Data extracts:
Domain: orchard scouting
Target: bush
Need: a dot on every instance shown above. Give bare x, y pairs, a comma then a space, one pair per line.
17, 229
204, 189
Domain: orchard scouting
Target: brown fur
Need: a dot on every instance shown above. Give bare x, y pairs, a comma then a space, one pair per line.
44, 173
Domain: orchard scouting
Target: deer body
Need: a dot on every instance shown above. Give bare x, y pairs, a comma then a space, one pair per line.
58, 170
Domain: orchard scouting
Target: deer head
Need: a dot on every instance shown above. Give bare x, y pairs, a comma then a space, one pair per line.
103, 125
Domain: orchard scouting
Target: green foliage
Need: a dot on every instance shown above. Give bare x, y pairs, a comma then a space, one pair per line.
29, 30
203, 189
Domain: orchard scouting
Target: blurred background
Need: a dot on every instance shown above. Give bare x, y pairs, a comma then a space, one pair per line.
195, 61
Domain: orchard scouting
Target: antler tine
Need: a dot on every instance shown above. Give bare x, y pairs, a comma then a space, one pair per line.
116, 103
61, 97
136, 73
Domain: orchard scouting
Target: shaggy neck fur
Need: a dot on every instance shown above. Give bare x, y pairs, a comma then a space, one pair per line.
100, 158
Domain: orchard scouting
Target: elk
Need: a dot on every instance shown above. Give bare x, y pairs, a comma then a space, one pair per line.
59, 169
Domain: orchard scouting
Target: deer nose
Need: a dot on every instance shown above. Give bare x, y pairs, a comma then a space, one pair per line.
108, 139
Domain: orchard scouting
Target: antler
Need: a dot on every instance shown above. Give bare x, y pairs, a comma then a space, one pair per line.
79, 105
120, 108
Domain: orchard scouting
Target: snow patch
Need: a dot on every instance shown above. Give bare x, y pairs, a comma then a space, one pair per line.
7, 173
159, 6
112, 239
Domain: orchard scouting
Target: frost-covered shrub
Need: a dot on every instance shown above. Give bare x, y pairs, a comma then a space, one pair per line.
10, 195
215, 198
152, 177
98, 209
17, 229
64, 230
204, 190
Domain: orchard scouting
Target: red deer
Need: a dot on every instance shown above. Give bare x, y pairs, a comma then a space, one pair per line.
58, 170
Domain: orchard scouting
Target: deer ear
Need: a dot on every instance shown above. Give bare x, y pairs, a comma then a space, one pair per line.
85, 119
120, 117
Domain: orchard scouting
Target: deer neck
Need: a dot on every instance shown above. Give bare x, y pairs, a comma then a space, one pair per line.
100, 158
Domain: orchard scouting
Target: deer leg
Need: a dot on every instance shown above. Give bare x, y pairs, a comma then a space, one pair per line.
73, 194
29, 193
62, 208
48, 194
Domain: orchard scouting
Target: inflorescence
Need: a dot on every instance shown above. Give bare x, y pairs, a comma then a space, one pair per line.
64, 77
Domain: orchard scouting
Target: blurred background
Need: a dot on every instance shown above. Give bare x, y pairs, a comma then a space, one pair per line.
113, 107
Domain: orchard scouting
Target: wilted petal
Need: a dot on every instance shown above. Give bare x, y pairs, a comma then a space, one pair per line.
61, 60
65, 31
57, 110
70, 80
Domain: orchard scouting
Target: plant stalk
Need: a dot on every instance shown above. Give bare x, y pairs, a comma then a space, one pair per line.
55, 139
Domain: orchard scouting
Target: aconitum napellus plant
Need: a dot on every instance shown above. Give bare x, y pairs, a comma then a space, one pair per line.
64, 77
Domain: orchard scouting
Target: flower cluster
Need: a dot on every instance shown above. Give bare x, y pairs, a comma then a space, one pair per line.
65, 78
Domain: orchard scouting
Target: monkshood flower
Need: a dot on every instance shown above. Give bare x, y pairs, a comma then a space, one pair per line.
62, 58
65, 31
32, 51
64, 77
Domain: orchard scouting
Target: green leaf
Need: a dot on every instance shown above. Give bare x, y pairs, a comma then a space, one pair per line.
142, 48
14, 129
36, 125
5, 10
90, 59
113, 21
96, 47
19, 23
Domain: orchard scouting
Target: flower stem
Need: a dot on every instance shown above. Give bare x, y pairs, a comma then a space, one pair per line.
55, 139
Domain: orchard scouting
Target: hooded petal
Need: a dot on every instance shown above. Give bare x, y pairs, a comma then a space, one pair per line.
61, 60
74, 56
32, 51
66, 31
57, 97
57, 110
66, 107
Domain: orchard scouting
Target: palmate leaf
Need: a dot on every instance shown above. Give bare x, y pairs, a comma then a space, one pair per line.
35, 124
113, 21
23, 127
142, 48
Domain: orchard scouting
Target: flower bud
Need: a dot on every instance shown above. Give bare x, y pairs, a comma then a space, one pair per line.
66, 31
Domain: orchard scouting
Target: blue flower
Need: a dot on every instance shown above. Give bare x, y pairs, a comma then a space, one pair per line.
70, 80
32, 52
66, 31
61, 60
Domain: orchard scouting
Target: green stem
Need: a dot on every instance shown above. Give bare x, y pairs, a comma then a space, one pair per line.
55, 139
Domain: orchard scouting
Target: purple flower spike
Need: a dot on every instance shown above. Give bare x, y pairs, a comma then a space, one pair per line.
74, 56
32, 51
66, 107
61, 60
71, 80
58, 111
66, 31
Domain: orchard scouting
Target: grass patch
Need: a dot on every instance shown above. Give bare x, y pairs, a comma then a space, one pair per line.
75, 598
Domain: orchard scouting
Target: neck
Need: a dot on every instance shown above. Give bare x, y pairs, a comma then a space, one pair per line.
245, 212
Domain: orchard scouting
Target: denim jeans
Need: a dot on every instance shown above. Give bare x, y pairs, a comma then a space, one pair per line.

Exercise requirements: Please give the number of lines above that include the string "green", with nothing added.

Completed task: 3